- Input for this task
'''

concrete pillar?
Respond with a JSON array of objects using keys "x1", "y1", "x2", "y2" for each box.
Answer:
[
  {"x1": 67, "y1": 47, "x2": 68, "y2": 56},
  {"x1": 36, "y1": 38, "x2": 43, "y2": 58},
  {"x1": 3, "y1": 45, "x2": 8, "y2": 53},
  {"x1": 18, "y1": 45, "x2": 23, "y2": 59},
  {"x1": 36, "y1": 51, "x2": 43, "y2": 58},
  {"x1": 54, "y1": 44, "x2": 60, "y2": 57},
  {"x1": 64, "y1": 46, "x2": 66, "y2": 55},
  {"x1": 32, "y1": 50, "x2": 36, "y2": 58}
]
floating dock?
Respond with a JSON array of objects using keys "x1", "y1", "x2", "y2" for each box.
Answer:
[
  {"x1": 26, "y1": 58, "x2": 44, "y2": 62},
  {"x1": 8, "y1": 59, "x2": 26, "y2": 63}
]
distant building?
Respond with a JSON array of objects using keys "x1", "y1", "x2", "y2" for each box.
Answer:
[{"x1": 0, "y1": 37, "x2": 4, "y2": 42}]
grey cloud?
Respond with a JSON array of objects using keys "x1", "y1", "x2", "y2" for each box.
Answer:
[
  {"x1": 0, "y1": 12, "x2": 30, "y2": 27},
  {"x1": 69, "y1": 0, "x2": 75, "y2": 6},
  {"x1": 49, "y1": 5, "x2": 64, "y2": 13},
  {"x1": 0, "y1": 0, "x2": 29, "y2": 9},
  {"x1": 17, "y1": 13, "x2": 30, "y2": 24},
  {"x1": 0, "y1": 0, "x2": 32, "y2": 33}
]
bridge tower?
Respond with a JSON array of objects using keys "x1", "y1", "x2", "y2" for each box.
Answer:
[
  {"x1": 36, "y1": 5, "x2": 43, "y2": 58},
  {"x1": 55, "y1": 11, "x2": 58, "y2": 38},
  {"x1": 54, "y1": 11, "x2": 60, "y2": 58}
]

'''

- What to produce
Each record must be repeated exactly as it is.

- The completed task
concrete pillar?
Respond with a JSON array of objects using keys "x1", "y1", "x2", "y2" for each box.
Answer:
[
  {"x1": 67, "y1": 47, "x2": 68, "y2": 56},
  {"x1": 36, "y1": 38, "x2": 43, "y2": 58},
  {"x1": 3, "y1": 45, "x2": 8, "y2": 53},
  {"x1": 18, "y1": 45, "x2": 23, "y2": 59},
  {"x1": 36, "y1": 51, "x2": 43, "y2": 58},
  {"x1": 54, "y1": 44, "x2": 60, "y2": 57},
  {"x1": 64, "y1": 46, "x2": 66, "y2": 55},
  {"x1": 32, "y1": 50, "x2": 36, "y2": 58}
]
floating dock?
Respond with a JSON array of objects using keys "x1", "y1", "x2", "y2" for each box.
Answer:
[
  {"x1": 26, "y1": 58, "x2": 44, "y2": 62},
  {"x1": 8, "y1": 59, "x2": 26, "y2": 63}
]
distant building?
Respond with a JSON array of objects using keys "x1", "y1", "x2", "y2" for each box.
Answer:
[{"x1": 0, "y1": 37, "x2": 4, "y2": 42}]
grey cloud?
Respond with a JSON array of objects using keys "x1", "y1", "x2", "y2" for each box.
Answer:
[
  {"x1": 0, "y1": 12, "x2": 30, "y2": 27},
  {"x1": 69, "y1": 0, "x2": 75, "y2": 6},
  {"x1": 49, "y1": 5, "x2": 64, "y2": 13},
  {"x1": 0, "y1": 0, "x2": 29, "y2": 9},
  {"x1": 17, "y1": 13, "x2": 30, "y2": 24},
  {"x1": 0, "y1": 0, "x2": 32, "y2": 33}
]
bridge tower?
Respond with a JSON array of objects using keys "x1", "y1", "x2", "y2" for each box.
Answer:
[
  {"x1": 36, "y1": 5, "x2": 43, "y2": 58},
  {"x1": 55, "y1": 11, "x2": 58, "y2": 38},
  {"x1": 54, "y1": 11, "x2": 60, "y2": 58}
]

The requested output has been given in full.